# Data
- - - - -

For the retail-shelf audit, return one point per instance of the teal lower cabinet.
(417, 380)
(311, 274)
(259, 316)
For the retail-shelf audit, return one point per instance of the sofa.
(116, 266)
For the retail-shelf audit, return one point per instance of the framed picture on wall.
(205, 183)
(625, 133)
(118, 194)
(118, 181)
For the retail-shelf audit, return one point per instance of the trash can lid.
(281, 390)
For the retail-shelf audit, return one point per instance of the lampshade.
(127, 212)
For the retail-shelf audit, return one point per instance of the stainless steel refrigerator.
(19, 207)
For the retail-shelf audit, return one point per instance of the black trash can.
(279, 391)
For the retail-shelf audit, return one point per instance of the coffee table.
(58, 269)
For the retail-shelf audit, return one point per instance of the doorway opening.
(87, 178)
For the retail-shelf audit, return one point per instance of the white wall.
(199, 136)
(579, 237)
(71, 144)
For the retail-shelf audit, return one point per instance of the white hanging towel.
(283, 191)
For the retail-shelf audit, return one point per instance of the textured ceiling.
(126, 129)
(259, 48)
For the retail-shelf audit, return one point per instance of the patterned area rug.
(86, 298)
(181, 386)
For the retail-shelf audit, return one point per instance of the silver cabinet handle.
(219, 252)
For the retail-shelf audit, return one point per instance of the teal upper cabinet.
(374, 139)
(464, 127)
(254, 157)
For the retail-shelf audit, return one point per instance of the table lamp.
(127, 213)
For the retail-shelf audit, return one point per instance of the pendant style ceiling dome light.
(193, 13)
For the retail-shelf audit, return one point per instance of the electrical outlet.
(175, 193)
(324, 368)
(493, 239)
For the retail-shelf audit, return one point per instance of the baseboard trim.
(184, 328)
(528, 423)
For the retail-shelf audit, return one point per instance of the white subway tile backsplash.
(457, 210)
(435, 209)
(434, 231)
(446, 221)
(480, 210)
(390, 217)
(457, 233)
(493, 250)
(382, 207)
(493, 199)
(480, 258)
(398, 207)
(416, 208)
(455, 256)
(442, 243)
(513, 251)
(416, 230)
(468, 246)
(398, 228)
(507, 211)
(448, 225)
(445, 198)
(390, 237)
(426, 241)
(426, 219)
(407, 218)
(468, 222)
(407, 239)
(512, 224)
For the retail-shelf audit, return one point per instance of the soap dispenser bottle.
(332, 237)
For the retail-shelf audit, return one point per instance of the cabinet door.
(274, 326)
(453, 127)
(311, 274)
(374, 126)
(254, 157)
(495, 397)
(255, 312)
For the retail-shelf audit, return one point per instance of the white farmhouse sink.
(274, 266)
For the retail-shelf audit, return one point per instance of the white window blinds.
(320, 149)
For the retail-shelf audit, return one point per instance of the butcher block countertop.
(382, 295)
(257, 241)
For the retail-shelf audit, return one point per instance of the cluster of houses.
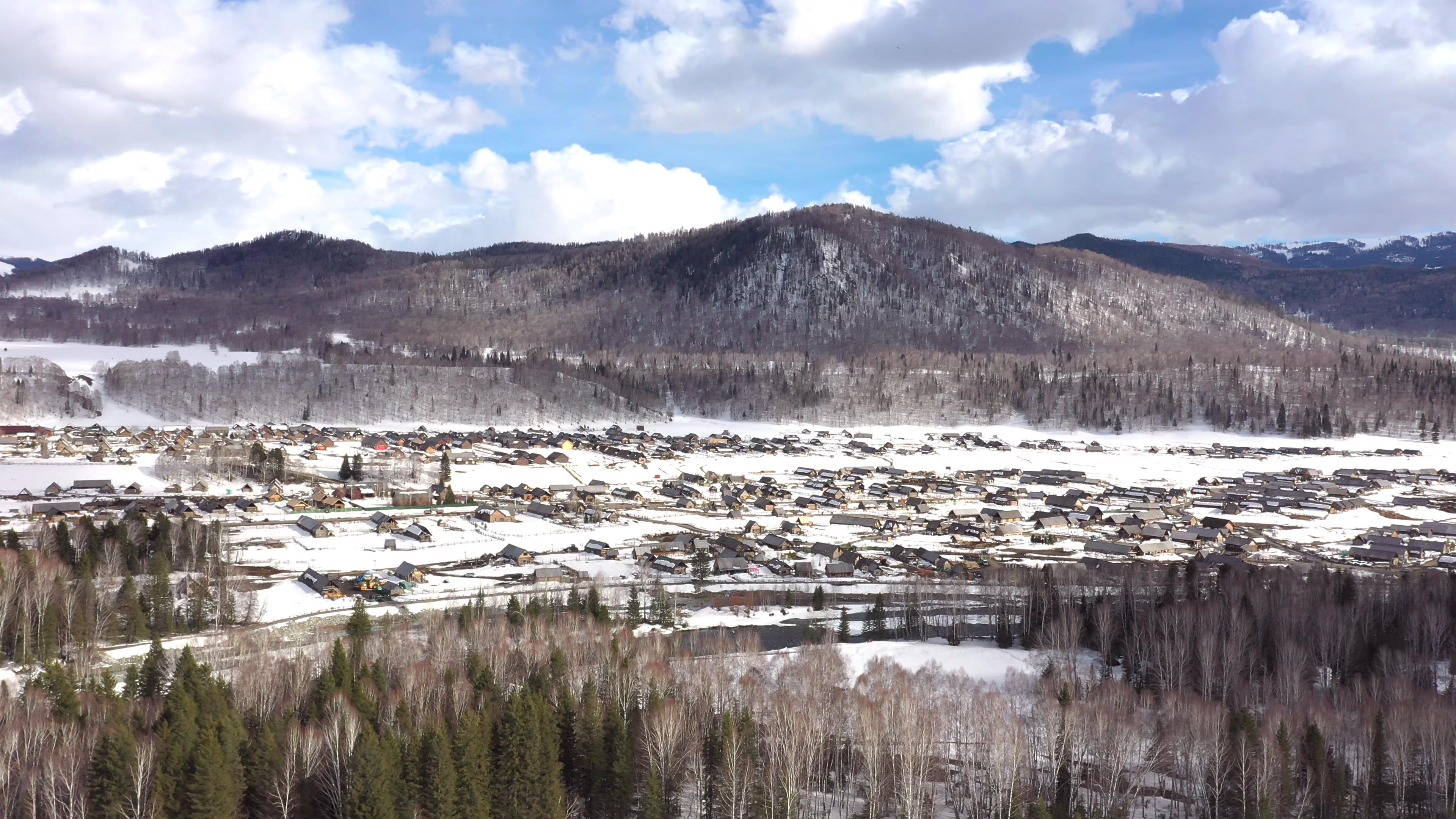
(379, 585)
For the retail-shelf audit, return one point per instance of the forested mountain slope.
(1379, 297)
(830, 279)
(830, 314)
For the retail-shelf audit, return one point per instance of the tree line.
(1208, 696)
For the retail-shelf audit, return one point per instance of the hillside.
(830, 314)
(832, 279)
(1382, 298)
(1436, 250)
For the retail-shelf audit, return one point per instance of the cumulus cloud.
(882, 67)
(576, 196)
(180, 123)
(488, 65)
(1334, 117)
(14, 108)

- - - - -

# What is required
Copy out exactly the lines between the line containing "subway tile backsplash." and the end of the entries, including both, and leave the pictures behind.

# Right answer
For the retail-shelf audit, return one point per instance of the white subway tile backsplash.
(457, 210)
(435, 209)
(434, 231)
(446, 221)
(480, 210)
(390, 217)
(457, 233)
(493, 250)
(382, 207)
(493, 199)
(480, 258)
(398, 207)
(416, 208)
(455, 256)
(442, 243)
(513, 251)
(416, 230)
(468, 246)
(398, 228)
(507, 211)
(448, 225)
(445, 198)
(390, 237)
(426, 241)
(426, 219)
(407, 218)
(468, 222)
(407, 239)
(512, 224)
For the retail-shelf audit, return one point per instance of the soap dispenser bottle.
(332, 237)
For the retail-shelf audit, return one point per instance of the cabinet door.
(274, 326)
(453, 127)
(311, 274)
(374, 126)
(254, 157)
(495, 397)
(255, 312)
For the retail-shelf audit, return one point per instance of the white farmhouse sink.
(274, 266)
For the retail-shelf audit, return one point per instance of the white window blinds.
(320, 149)
For the retail-shelf audit, return one point per instance of the butcher block countertop.
(382, 295)
(257, 241)
For the retail-shelf audit, return one point per instance of the cluster of houses.
(379, 585)
For the retail-shelf audit, return one point per instance of the forested mountain slope.
(1379, 297)
(830, 279)
(830, 314)
For the retail-shelf audit, return one point per instance of the tree line.
(1208, 696)
For the retail-shelf audit, return one point per instance of the hillside.
(830, 314)
(832, 279)
(1382, 298)
(1436, 250)
For the retail-shelf audit, return one point per instance of the cumulus cloud.
(882, 67)
(576, 196)
(180, 123)
(488, 65)
(1334, 117)
(14, 108)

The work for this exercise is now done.